KALDIĞIMIZ yerden devam edelim…
1920’de kurulan TBMM Hükûmeti’nin ilk Maarif Bakanı olan Hamdullah
Suphi Tanrıöver, büyük vaatlerle kurulan yeni düzenin 10 yıl içerisinde kendi
halkına karşı nasıl ötekileştiğini bir köylünün ağzından anlatır.
9 Ağustos 1930 günü İzmir Türk Ocağı’nda yaptığı konuşmasının bir
bölümünde Tanrıöver, şunları söyler:
“Halk kitlesi duyar, düşünür ve anlar. O, ta içinden gelen öz ve harim
lisan ile konuşmaya başladığı vakit, siz kim olursanız olunuz, zaafınızı,
aczinizi duyarsınız. Ben kendi ömrümde bu aczi birçok defalar duymuşumdur.

__Alıştırma 1__:
Metnin "KALDIĞIMIZ yerden devam" ile başlayıp "birçok defalar duymuşumdur." ile biten kısmını, "aczinizi" yerine "çaresizliğinizi" koyarak düzenle ve yeniden yaz.
Metin ile kayıtlar ayrı kaynaklardan alınmıştır.

__İşlenecek Kayıtlar__:
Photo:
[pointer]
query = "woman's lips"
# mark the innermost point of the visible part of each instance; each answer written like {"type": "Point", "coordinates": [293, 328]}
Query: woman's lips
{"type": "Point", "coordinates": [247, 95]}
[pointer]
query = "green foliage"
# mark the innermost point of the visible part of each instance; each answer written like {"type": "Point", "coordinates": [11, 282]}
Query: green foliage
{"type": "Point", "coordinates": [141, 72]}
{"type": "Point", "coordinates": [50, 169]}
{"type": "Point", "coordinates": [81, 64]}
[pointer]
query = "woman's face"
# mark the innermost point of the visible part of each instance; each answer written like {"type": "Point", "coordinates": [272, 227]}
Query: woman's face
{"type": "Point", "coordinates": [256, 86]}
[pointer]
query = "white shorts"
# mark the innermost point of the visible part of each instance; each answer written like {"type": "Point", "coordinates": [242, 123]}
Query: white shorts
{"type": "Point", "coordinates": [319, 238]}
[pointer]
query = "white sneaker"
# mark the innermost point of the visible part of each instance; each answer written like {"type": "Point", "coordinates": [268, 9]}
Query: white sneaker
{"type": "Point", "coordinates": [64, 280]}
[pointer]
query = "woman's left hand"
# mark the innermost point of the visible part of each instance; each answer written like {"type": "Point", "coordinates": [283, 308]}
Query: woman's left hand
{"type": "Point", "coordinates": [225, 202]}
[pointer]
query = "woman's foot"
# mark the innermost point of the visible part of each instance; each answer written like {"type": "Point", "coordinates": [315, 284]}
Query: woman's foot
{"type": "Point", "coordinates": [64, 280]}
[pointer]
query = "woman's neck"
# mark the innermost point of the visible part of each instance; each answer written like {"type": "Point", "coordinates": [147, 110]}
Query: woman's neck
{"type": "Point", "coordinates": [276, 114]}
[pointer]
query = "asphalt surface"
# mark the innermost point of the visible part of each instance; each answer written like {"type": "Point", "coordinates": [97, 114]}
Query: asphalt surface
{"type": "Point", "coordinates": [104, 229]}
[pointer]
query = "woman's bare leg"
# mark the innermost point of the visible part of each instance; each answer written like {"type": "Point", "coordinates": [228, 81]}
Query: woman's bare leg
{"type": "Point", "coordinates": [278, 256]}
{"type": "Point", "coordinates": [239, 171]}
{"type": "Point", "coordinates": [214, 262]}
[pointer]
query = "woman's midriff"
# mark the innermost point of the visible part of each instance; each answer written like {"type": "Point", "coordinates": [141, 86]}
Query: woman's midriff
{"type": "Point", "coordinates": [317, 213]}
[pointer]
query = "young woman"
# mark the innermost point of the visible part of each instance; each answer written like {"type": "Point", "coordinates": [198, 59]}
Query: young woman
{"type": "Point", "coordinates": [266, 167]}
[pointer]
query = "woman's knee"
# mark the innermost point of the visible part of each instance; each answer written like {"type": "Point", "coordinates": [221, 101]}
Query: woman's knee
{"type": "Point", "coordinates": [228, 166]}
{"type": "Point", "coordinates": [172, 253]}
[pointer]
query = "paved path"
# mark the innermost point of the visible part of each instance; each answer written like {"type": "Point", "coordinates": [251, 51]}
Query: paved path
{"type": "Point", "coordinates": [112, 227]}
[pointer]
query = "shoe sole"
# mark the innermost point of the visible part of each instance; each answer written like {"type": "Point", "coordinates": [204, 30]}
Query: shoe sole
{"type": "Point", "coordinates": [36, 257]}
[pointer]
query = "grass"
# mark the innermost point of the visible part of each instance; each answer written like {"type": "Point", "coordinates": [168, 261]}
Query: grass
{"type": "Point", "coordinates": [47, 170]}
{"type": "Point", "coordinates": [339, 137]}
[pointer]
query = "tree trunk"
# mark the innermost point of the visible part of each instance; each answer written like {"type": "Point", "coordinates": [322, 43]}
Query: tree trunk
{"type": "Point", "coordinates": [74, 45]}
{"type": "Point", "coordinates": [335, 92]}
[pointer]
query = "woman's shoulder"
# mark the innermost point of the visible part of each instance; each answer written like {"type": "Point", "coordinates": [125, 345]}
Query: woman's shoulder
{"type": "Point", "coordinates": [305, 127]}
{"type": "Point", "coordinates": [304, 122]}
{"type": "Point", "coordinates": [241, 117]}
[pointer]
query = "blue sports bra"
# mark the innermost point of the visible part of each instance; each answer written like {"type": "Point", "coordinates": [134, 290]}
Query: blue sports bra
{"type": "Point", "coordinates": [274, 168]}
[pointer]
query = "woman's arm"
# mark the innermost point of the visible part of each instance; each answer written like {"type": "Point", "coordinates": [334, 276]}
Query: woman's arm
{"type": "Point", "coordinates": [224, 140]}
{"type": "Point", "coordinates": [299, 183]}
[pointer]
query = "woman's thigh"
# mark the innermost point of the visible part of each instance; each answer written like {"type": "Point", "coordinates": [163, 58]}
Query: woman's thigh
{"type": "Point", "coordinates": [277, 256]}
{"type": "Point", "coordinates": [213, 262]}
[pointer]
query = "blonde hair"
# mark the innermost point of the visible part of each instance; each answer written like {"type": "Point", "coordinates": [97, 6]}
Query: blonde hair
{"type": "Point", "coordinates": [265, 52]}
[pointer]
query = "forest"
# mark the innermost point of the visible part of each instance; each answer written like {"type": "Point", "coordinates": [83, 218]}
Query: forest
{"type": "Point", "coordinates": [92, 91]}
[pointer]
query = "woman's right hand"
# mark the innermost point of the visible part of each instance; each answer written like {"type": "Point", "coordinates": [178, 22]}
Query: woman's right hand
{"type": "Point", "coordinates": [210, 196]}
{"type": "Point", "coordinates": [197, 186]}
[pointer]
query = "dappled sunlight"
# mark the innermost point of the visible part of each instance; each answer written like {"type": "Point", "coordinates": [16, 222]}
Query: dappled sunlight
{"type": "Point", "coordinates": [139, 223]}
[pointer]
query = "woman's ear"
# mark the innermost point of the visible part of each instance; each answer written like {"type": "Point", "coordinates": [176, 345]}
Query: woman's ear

__Alıştırma 2__:
Kayıtlarda "shorts" kelimesinin geçtiği satırların sayısını bul ve sadece sayıyı yaz; büyük-küçük harf farkı önemlidir.

__Örnek Çözüm 1__:
KALDIĞIMIZ yerden devam edelim…
1920’de kurulan TBMM Hükûmeti’nin ilk Maarif Bakanı olan Hamdullah
Suphi Tanrıöver, büyük vaatlerle kurulan yeni düzenin 10 yıl içerisinde kendi
halkına karşı nasıl ötekileştiğini bir köylünün ağzından anlatır.
9 Ağustos 1930 günü İzmir Türk Ocağı’nda yaptığı konuşmasının bir
bölümünde Tanrıöver, şunları söyler:
“Halk kitlesi duyar, düşünür ve anlar. O, ta içinden gelen öz ve harim
lisan ile konuşmaya başladığı vakit, siz kim olursanız olunuz, zaafınızı,
çaresizliğinizi duyarsınız. Ben kendi ömrümde bu aczi birçok defalar duymuşumdur.

__Örnek Çözüm 2__:
2